Data for processing:

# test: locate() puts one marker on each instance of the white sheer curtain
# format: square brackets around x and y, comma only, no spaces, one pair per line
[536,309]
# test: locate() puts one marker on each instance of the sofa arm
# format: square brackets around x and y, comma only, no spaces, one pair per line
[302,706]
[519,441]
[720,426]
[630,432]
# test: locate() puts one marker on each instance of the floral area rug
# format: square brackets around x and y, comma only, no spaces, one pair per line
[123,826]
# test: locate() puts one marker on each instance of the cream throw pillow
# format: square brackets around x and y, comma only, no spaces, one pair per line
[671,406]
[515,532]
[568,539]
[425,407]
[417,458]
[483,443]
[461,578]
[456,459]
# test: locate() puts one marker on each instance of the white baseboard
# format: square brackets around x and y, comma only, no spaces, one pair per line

Stated task: Put the lines of the entries above into a JSON list of strings, one string per line and blank lines left out, covering only the stretch from the line containing "cream throw pillow" through the end of the entries, both ends included.

Solution to this problem:
[
  "# test: locate() puts one marker on each instance of the cream throw pillow",
  "# format: square brackets around x and y, comma only, no spaces, one pair per line",
  "[671,406]",
  "[515,532]",
  "[568,539]",
  "[425,407]",
  "[417,458]",
  "[483,443]",
  "[461,578]",
  "[456,459]",
  "# test: locate() puts one marker on each instance of the white baseboard",
  "# format: square brackets around x and y, comma only, no spaces, one pair per line"
]